Stated exercise A:
In the excerpt about two new parks, what is the "Snake Run" at Fire Mountain Ignitor Park for? Answer in one to three sentences.

On the Buncombe/Haywood county line, a master planning process is underway for the new Pisgah View State Park, which the N.C. General Assembly created in 2019 and funded land acquisition for in 2021 and 2022. The 2,000-acre property, formerly known as Pisgah View Ranch, is a culturally and ecologically rich area that’s expected to offer a variety of options for hikers and horseback riders, and potential for a future connection to Chestnut Mountain Nature Park on the other side of the ridge. Park managers hope Pisgah View State Park will open to the public in 2025.

In Cherokee, the tribal government has approved a $2.7 million project contract for Fire Mountain Ignitor Park, which former Eastern Band of Cherokee Indians Secretary of Operations Jeremy Hyatt called a “true, game-changing project.” It will feature two asphalt pump tracks totaling 20,000 square feet connected by a 750-foot asphalt “Snake Run,” as well as a bicycle playground for strider bikes and small children and an intermediate skills park with two flow lines. Asphalt is expected to start going down in early 2024, with completion by late summer or early fall.

Data for the task:
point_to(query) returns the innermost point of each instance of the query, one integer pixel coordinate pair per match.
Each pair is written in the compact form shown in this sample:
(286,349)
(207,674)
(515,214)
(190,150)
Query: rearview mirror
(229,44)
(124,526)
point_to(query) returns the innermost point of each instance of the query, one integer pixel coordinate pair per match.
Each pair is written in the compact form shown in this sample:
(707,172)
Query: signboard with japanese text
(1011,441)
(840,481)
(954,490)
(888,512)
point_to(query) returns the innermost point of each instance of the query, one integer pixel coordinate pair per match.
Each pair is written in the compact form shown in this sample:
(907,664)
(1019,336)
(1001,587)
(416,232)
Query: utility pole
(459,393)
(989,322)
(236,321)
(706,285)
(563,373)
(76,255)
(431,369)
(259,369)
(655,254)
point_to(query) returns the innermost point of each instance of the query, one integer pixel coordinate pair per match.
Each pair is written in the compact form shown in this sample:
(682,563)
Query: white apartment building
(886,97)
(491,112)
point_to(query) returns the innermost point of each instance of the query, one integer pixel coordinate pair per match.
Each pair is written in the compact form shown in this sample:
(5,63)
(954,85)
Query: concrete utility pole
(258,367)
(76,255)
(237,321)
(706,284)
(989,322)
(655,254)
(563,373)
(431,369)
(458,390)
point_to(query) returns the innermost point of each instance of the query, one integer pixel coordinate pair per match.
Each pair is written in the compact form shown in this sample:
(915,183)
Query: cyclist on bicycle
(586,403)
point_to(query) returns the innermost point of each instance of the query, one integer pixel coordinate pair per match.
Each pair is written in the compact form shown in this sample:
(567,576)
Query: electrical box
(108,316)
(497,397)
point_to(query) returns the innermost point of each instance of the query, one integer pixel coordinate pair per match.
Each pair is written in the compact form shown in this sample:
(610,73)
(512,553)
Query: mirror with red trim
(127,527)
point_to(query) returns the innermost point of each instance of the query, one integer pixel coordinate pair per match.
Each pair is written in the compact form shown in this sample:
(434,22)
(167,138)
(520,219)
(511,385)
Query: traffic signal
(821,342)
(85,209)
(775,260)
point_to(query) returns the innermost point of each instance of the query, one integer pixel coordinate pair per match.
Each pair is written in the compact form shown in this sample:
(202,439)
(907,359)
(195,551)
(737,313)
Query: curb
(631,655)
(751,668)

Stated exercise B:
List every line of the listing that contains the string "pole", copying each line in full. Case counts when matching.

Expected output A:
The "Snake Run" is a 750-foot asphalt stretch that connects the park's two asphalt pump tracks, which together total 20,000 square feet.

Expected output B:
Query: utility pole
Query: concrete utility pole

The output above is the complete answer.